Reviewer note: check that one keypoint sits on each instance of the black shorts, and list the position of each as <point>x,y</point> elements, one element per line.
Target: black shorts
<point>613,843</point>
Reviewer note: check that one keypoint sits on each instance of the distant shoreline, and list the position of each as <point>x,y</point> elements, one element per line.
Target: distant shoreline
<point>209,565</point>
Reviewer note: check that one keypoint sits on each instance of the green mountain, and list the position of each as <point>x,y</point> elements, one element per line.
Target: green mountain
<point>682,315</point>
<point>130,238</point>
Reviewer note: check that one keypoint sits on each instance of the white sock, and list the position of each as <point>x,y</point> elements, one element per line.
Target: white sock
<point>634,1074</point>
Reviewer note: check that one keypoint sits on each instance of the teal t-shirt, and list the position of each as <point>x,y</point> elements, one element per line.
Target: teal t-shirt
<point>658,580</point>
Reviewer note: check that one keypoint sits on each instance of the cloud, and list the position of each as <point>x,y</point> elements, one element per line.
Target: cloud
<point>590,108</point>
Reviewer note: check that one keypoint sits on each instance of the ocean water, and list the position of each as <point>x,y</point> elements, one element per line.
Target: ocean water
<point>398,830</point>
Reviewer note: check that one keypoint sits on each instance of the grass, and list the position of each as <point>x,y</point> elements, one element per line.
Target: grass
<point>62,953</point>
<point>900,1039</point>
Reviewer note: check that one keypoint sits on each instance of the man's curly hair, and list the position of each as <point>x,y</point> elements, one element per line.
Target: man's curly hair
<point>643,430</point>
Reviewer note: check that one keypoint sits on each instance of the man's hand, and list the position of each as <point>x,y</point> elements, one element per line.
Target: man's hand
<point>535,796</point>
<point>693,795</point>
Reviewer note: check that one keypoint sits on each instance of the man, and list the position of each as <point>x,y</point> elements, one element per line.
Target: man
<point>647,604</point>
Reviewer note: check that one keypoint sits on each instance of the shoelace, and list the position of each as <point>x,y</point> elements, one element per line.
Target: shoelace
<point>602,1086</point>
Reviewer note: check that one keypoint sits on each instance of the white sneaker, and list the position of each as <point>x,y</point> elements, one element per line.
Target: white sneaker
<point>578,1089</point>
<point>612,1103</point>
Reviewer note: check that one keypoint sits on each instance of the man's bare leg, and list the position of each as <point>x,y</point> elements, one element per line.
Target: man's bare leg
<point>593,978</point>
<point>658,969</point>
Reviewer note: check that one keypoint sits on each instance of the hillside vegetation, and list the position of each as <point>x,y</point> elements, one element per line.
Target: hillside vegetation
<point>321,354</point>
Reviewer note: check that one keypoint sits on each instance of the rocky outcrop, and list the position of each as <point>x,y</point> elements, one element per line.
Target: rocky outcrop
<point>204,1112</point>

++++++++++++++++++++

- _Activity_: Each line above must be retyped exactly.

- _Solution to the exercise_:
Reviewer note: check that one keypoint sits on each instance of the black shorts, and list the position of each as <point>x,y</point> elements, one element per line.
Target: black shorts
<point>613,843</point>
Reviewer note: check that one keypoint sits on each instance of the distant shoreline, and list the position of each as <point>x,y</point> elements, one element per line.
Target: distant shoreline
<point>209,565</point>
Reviewer note: check that one keypoint sits on each instance of the green mountain, and list the position of each as <point>x,y</point> elements, one element per line.
Target: green mountain
<point>682,315</point>
<point>130,238</point>
Reviewer note: check that one keypoint sits on each instance of the white sock, and list the position of each as <point>x,y</point> elements, one element per line.
Target: white sock
<point>634,1074</point>
Reviewer note: check that one keypoint sits on each instance of the teal t-shirt, and list the position of each as <point>x,y</point> elements, one element per line.
Target: teal t-shirt
<point>658,580</point>
Reviewer note: check that one keypoint sits on each instance of the cloud, and list the position of each as <point>x,y</point> elements, one element per line.
Target: cloud
<point>590,108</point>
Reviewer note: check that one keypoint sits on each instance of the ocean water, and list the position of each as <point>x,y</point> elements, one element per line.
Target: ocean water
<point>398,830</point>
Reviewer note: check that one keypoint sits on each instance of the grass, and list the position of each as <point>x,y</point> elements, one element per line.
Target: grass
<point>62,953</point>
<point>900,1039</point>
Reviewer note: check that one keypoint sits on each instance of the man's curly hair, and list the position of each as <point>x,y</point> elements, one element per line.
Target: man's curly hair
<point>643,430</point>
Reviewer note: check that one keypoint sits on each instance of the man's hand, and list the position of each as <point>x,y</point> elements, one element per line.
Target: man's hand
<point>535,796</point>
<point>693,795</point>
Reviewer note: check that one keypoint sits on each instance of the man, and list the position of each as <point>x,y</point> elements, one element per line.
Target: man
<point>647,604</point>
Reviewer note: check that one keypoint sits on each instance of the shoelace, and list the position of each as <point>x,y</point> elements, one element per line.
Target: shoelace
<point>602,1086</point>
Reviewer note: check that one keypoint sits on each instance of the white sneaker, and list the position of each as <point>x,y</point> elements, one element per line.
Target: white sneaker
<point>578,1089</point>
<point>612,1103</point>
Reviewer note: check that one keypoint sits on each instance of the man's bare leg, and list the position of each as <point>x,y</point> elements, one element per line.
Target: man's bare leg
<point>593,978</point>
<point>658,969</point>
Reviewer note: check that one keypoint sits on each instance of the hillside vegetation, and list the position of each as <point>x,y</point> elements, one element per line.
Target: hillside vegetation
<point>321,354</point>
Reviewer note: check that one keypoint sits on each instance of the rocky outcrop, and list the position of each as <point>x,y</point> elements, one element per line.
Target: rocky outcrop
<point>204,1112</point>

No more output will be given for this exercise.